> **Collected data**
============
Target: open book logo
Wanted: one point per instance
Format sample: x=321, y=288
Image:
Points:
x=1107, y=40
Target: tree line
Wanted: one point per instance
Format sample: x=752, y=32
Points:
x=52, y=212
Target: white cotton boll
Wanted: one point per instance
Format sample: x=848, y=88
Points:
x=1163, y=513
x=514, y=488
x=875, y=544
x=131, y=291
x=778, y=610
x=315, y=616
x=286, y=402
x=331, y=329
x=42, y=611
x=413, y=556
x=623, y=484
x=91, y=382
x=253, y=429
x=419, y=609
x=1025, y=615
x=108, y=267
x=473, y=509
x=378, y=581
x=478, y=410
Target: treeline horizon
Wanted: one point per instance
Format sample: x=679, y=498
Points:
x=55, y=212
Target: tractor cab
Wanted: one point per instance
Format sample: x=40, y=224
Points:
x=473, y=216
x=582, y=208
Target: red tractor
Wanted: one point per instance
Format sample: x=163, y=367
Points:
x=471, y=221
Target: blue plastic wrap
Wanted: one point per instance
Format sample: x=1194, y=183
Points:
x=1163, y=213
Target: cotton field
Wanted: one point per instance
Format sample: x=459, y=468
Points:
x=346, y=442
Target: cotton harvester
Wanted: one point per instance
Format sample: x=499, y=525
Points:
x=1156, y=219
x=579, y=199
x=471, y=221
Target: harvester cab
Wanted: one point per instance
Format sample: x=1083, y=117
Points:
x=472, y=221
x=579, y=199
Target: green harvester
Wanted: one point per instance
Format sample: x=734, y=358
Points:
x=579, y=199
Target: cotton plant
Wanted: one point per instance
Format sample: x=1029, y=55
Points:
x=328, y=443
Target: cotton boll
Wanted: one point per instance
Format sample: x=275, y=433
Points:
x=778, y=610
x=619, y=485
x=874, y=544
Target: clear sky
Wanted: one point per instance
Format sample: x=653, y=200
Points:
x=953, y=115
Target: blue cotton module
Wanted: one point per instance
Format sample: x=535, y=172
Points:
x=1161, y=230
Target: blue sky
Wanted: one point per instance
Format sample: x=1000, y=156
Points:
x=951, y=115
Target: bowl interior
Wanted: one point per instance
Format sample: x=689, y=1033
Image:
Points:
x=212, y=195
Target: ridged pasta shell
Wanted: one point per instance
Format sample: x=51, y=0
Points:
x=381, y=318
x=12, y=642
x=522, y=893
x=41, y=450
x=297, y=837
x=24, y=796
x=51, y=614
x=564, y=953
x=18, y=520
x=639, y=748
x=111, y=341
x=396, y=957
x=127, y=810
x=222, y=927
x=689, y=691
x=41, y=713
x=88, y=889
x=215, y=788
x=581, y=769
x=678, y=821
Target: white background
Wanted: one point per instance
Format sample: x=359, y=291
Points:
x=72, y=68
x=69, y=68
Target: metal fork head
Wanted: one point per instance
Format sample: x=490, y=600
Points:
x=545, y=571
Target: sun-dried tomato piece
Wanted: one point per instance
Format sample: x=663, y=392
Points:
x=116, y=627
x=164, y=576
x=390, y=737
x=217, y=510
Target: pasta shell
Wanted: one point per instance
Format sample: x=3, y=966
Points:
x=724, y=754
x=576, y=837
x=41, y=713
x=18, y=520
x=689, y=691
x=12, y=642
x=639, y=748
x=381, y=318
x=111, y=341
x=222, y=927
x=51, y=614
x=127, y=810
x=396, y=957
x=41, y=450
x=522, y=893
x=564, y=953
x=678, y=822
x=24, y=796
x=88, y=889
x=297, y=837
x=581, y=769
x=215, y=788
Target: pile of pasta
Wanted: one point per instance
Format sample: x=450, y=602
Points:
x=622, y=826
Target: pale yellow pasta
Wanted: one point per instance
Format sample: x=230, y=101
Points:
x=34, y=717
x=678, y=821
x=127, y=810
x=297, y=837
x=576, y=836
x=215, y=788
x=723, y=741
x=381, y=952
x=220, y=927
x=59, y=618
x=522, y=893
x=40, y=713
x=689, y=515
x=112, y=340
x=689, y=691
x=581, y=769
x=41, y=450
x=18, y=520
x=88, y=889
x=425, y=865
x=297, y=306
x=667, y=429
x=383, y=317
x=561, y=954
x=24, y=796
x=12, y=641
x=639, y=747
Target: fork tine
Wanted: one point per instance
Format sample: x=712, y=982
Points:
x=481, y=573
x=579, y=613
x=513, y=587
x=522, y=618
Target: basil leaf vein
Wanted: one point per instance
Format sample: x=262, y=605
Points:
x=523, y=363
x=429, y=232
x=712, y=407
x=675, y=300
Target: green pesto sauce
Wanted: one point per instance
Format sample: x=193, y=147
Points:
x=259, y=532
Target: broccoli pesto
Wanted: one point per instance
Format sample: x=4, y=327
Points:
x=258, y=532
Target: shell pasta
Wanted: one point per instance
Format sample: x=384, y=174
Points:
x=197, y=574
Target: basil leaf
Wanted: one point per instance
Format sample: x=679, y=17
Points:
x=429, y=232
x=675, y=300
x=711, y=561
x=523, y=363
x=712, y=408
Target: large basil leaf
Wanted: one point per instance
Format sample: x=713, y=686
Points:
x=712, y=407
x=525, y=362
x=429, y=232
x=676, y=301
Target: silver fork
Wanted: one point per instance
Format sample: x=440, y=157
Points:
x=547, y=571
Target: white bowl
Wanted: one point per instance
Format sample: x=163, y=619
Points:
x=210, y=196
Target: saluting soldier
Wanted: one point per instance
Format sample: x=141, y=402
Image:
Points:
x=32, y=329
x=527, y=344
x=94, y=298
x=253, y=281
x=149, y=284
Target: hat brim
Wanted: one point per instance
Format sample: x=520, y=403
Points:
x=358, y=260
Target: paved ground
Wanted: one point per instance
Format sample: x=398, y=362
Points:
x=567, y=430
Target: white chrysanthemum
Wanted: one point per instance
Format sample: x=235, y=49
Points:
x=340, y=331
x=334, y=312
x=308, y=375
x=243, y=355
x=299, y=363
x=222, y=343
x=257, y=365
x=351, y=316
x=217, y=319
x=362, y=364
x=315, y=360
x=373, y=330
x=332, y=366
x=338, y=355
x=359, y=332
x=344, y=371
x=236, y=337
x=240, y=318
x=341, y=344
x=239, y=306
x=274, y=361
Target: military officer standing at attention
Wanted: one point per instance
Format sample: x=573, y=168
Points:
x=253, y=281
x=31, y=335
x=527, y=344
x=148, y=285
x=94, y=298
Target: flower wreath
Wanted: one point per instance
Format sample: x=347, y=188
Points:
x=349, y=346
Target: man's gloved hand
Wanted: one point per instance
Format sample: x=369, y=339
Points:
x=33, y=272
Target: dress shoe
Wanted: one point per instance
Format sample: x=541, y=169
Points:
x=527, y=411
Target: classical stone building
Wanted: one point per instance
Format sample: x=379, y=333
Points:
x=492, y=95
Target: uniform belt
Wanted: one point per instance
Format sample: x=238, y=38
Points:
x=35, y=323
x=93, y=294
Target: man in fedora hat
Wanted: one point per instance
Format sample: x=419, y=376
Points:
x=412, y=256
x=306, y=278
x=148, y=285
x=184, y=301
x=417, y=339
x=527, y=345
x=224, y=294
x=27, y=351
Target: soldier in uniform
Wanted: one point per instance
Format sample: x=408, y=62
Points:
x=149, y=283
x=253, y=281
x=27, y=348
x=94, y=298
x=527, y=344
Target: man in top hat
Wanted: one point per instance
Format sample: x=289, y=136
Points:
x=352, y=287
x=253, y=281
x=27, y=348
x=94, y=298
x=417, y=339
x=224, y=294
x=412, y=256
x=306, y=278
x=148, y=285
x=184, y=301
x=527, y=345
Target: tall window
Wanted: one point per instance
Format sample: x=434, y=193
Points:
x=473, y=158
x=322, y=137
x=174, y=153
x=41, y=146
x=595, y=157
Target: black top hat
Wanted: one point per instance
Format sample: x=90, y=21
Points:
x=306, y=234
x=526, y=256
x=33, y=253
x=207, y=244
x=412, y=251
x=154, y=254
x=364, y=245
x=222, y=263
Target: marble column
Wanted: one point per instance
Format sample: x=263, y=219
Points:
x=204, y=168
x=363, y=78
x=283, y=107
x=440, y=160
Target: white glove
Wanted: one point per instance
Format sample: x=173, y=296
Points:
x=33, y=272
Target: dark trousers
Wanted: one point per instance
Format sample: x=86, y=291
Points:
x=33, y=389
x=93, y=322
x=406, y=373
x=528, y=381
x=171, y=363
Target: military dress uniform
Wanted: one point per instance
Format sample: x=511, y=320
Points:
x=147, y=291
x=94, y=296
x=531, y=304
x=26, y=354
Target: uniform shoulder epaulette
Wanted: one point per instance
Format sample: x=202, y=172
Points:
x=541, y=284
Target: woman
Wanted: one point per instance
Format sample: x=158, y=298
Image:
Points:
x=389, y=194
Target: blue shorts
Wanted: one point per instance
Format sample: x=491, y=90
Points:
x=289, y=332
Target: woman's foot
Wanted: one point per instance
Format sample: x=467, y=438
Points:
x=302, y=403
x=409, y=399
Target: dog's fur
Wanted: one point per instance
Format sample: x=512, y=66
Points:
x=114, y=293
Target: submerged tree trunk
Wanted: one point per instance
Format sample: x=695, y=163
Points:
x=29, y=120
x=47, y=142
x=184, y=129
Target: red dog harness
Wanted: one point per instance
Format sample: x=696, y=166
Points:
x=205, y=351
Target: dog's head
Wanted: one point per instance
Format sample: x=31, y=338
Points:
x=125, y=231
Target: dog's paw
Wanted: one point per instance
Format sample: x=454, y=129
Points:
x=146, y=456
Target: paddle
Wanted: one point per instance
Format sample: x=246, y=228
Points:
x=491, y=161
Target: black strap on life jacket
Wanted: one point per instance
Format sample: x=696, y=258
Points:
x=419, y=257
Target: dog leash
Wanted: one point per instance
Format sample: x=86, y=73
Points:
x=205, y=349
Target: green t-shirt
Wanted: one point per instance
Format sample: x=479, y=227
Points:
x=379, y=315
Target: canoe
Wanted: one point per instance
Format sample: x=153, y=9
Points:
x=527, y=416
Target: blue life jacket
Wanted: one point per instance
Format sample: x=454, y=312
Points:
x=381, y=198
============
> **WHAT TO PRODUCE**
Starting with the line that contains "Target: red dog harness" and going on through the end of the records, rewrite those lines in full, requests included, with every x and y coordinate in the points scaled by 1.9 and rounded to the nearest whole number, halves rounded up. Leave the requests and their format samples unchanged.

> **IN RESPONSE**
Target: red dog harness
Wanted: one point per instance
Format sample: x=696, y=166
Points:
x=390, y=667
Target: dog's head
Wanted: one point per instance
Format sample: x=31, y=338
Points:
x=238, y=439
Target: dog's paw
Wanted: one point per instance
Format sample: x=454, y=129
Points:
x=277, y=866
Target: paddle
Wanted: one point per instance
Format sample: x=246, y=228
Points:
x=933, y=306
Target: black strap on life jacket
Wanted: one point per instance
Format sample: x=696, y=258
Points:
x=796, y=488
Target: dog leash
Wanted: one point per instance
Format sample: x=86, y=73
Points:
x=390, y=663
Target: green t-shirt
Wanted: one point per instance
Format sample: x=479, y=227
Points:
x=720, y=599
Target: canoe
Wanted: one point per instance
Format sample: x=153, y=9
Points:
x=1001, y=790
Target: blue life jacket
Wanted: one point per instance
Format sample: x=454, y=312
Points:
x=724, y=376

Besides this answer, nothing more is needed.